> [PAGE EXCERPT]
-- -- --

This is my perf program https://github.com/yuyuyu101/ceph/tree/wip-wal

It mainly simulate WAL workload and compare rocksdb wal to filejournal
Summary:


iodepth 1 4096 payload:
filejournal: 160 us
rocksdb: 3300 us

iodepth 1 2048 payload:
filejournal: 180us
rocksdb: 3000 us

iodepth 1 5124 payload:
filejournal: 240us
rocksdb: 3200us

iodepth 16 4096 payload:
filejournal: 550us
rocksdb: 27000us

iodepth 16 5124 payload:
fiejournal: 580us
rocksdb: 27100us

I'm not sure, do we observe outstanding op latency in bluestore
compare to filestore?

From my logs, it shows BlueFS::_fsync occur 1/2 latency which contains
two aio_write and two aio_wait(data and metadata).

And I also found DBImpl::WriteImpl prevents multi sync writes via
"log.getting_synced" flag, so multi rocksdb writers may not make
sense.

I don't find another 1/2 latency now. Is my test program missing
something or have a wrong mock for WAL behavior?

On Thu, Aug 18, 2016 at 12:42 AM, Sage Weil <sweil@redhat.com> wrote:
> On Thu, 18 Aug 2016, Haomai Wang wrote:
>> On Thu, Aug 18, 2016 at 12:10 AM, Sage Weil <sweil@redhat.com> wrote:
>> > On Thu, 18 Aug 2016, Haomai Wang wrote:
>> >> On Wed, Aug 17, 2016 at 11:43 PM, Sage Weil <sweil@redhat.com> wrote:
>> >> > On Wed, 17 Aug 2016, Haomai Wang wrote:
>> >> >> On Wed, Aug 17, 2016 at 11:25 PM, Sage Weil <sweil@redhat.com> wrote:
>> >> >> > On Wed, 17 Aug 2016, Haomai Wang wrote:
>> >> >> >> another latency perf problem:
>> >> >> >>
>> >> >> >> rocksdb log is on bluefs and mainly uses append and fsync interface to
>> >> >> >> complete WAL.
>> >> >> >>
>> >> >> >> I found the latency between kv transaction submitting isn't negligible
>> >> >> >> and limit the transaction throughput.
>> >> >> >>
>> >> >> >> So what if we implement a async transaction submit in rocksdb side
>> >> >> >> using callback way? It will decrease kv in queue latency. It would
>> >> >> >> help rocksdb WAL performance close to FileJournal. And async interface
>> >> >> >> will help control each kv transaction size and make transaction
>> >> >> >> complete smoothly instead of tps spike with us precious.

-- -- --

> [MATERIAL TO PROCESS]
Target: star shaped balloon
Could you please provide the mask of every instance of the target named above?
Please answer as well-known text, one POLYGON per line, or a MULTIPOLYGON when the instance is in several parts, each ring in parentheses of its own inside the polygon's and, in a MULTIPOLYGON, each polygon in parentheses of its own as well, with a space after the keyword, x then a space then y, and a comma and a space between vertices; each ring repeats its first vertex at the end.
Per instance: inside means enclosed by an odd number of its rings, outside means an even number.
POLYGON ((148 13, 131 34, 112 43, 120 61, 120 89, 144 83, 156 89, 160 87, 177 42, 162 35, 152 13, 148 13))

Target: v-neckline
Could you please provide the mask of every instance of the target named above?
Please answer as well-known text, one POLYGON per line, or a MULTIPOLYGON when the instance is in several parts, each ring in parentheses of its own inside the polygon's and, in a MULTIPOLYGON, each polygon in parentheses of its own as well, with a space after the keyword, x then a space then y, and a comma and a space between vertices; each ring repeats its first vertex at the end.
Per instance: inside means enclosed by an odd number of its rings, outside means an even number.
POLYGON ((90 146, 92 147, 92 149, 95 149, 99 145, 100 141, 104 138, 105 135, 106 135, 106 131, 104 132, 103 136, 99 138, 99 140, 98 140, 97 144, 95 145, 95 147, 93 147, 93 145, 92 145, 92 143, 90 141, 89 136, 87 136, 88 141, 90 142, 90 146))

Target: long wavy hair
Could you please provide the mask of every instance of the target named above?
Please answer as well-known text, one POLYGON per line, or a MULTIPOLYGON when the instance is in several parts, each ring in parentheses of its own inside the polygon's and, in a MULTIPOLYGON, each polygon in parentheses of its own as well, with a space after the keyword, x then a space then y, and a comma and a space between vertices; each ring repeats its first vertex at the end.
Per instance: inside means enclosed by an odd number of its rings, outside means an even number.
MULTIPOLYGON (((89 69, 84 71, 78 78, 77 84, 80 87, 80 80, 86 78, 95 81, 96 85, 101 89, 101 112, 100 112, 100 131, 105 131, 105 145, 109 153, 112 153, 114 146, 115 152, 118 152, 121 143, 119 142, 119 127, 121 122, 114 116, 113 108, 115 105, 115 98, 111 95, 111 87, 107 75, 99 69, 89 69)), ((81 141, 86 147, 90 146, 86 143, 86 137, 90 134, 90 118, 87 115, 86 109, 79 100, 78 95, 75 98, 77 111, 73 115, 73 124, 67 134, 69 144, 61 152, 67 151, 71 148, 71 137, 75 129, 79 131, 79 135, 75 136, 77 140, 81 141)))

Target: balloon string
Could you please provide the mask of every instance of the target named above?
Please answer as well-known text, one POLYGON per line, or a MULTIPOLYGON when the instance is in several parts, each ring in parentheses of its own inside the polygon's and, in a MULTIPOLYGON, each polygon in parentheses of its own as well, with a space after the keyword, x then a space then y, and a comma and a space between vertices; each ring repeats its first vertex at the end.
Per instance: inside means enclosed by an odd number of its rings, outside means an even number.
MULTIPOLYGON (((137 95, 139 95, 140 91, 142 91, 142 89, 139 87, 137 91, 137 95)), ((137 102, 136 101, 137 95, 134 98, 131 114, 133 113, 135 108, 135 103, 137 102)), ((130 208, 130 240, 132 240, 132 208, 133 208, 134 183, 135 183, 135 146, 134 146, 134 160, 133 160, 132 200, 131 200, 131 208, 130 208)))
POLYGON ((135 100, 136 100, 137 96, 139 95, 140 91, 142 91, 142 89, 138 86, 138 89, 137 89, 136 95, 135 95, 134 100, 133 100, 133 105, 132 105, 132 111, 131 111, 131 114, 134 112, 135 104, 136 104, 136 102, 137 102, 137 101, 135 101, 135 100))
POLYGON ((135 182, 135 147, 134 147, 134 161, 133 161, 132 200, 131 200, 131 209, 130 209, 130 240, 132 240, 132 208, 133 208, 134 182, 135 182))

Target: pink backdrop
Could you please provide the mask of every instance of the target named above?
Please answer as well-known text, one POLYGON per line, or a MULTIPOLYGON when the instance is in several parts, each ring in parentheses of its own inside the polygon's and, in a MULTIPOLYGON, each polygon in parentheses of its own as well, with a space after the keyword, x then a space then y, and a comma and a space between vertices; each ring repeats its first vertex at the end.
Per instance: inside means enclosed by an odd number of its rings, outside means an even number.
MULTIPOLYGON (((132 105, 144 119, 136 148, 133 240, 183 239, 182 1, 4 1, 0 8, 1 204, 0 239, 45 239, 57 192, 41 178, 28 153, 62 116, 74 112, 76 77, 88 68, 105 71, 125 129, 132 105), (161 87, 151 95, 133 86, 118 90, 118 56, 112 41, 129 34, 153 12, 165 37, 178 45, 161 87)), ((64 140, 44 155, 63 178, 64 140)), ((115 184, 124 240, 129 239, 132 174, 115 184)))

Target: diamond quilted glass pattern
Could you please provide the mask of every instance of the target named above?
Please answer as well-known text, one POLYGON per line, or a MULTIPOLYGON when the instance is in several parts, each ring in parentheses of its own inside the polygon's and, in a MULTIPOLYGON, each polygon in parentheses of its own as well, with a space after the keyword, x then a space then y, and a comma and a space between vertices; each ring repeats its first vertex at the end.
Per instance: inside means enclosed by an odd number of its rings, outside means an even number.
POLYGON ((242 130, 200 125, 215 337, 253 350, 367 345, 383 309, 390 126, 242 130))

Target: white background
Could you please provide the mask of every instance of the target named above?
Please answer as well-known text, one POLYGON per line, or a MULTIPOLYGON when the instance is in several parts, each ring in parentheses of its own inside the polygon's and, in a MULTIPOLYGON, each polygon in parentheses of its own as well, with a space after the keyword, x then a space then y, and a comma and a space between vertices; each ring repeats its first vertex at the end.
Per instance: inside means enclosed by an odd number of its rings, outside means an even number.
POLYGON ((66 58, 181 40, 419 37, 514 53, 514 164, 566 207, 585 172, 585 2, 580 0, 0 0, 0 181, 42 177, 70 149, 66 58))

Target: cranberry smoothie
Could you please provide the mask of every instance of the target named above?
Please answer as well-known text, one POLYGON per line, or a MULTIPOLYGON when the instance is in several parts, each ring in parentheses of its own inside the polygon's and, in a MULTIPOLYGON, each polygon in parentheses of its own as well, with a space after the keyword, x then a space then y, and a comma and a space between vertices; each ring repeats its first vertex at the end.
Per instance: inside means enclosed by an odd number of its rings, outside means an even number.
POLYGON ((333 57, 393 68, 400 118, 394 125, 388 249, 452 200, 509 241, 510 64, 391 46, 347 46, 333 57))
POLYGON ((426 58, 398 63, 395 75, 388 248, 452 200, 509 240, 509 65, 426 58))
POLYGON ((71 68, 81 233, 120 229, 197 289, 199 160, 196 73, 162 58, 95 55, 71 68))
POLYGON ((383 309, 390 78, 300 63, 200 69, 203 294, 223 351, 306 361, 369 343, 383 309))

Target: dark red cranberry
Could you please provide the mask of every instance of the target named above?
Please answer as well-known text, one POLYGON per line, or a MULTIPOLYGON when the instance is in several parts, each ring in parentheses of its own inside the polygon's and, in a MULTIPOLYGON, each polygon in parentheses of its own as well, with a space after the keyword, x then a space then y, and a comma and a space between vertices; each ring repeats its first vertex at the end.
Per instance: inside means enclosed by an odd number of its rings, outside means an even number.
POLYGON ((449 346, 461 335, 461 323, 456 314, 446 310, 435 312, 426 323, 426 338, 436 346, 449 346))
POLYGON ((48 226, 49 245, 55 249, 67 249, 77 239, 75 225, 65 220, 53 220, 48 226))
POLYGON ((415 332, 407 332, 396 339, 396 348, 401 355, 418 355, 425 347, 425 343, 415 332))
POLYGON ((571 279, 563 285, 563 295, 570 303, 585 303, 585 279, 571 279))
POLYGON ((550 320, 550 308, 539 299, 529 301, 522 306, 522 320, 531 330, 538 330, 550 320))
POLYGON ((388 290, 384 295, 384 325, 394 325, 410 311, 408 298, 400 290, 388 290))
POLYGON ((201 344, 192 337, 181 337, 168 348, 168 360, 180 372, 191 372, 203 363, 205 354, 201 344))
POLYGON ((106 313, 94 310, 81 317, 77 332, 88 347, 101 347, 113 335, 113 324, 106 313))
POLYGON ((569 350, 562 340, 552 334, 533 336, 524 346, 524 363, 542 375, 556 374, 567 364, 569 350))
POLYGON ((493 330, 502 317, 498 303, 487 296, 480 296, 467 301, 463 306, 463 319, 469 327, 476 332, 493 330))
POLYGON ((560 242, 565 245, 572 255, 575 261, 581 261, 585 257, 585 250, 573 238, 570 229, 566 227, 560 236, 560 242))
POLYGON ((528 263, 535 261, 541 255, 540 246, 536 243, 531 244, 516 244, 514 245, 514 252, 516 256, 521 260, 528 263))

-- -- --

> [PROMPT 1]
In the records, arrange everything from the line containing "Target: pink backdrop" down to the line containing "MULTIPOLYGON (((132 105, 144" as a numbered list, leaving out any blank lines.
> [PROMPT 2]
Pick up the thread on RocksDB WAL versus FileJournal latency where it stops, and continue it.
The text and the records have nothing to do with each other.

> [TASK RESULT 1]
1. Target: pink backdrop
2. Could you please provide the mask of every instance of the target named above?
3. Please answer as well-known text, one POLYGON per line, or a MULTIPOLYGON when the instance is in several parts, each ring in parentheses of its own inside the polygon's and, in a MULTIPOLYGON, each polygon in parentheses of its own as well, with a space after the keyword, x then a space then y, and a comma and a space between vertices; each ring repeats its first vertex at the end.
4. Per instance: inside means enclosed by an odd number of its rings, outside means an even number.
5. MULTIPOLYGON (((132 105, 144 119, 136 148, 133 240, 183 239, 182 1, 4 1, 0 8, 1 204, 0 239, 45 239, 57 192, 41 178, 28 153, 62 116, 74 112, 76 77, 88 68, 105 71, 125 129, 132 105), (161 87, 151 95, 133 86, 118 90, 118 56, 112 41, 129 34, 153 12, 165 37, 178 45, 161 87)), ((64 140, 44 155, 63 178, 64 140)), ((115 184, 124 240, 129 239, 132 174, 115 184)))

> [TASK RESULT 2]
>> >> >> >
>> >> >> > Can we get the same benefit by calling BlueFS::_flush on the log whenever
>> >> >> > we have X bytes accumulated (I think there is an option in rocksdb that
>> >> >> > drives this already, actually)?  Changing the interfaces around will
>> >> >> > change the threading model (= work) but doesn't actually change who needs
>> >> >> > to wait and when.
>> >> >>
>> >> >> why we need to wait after interface change?
>> >> >>
>> >> >> 1. kv thread submit transaction with callback.
>> >> >> 2. rocksdb append and call bluefs aio_submit with callback
>> >> >> 3. bluefs submit aio write with callback
>> >> >> 4. KernelDevice will poll linux aio event and execute callback inline
>> >> >> or queue finish
>> >> >> 5. callback will notify we complete the kv transaction
>> >> >>
>> >> >> the main task is implement logics in rocksdb log*.cc and bluefs aio
>> >> >> submit interface....
>> >> >>
>> >> >> Is anything I'm missing?
>> >> >
>> >> > That can all be done with callbacks, but even if we do the kv thread will
>> >> > still need to wait on the callback before doing anything else.
>> >> >
>> >> > Oh, you're suggesting we have multiple batches of transactions in flight.
>> >> > Got it.
>> >>
>> >> I don't think so.. because bluefs has lock for fsync and flush. So
>> >> multi rocksdb thread will be serial to flush...
>> >
>> > Oh, this was fixed recently:
>> >
>> >         10d055d65727e47deae4e459bc21aaa243c24a7d
>> >         97699334acd59e9530d36b13d3a8408cabf848ef
>>
>> Hmm, looks better!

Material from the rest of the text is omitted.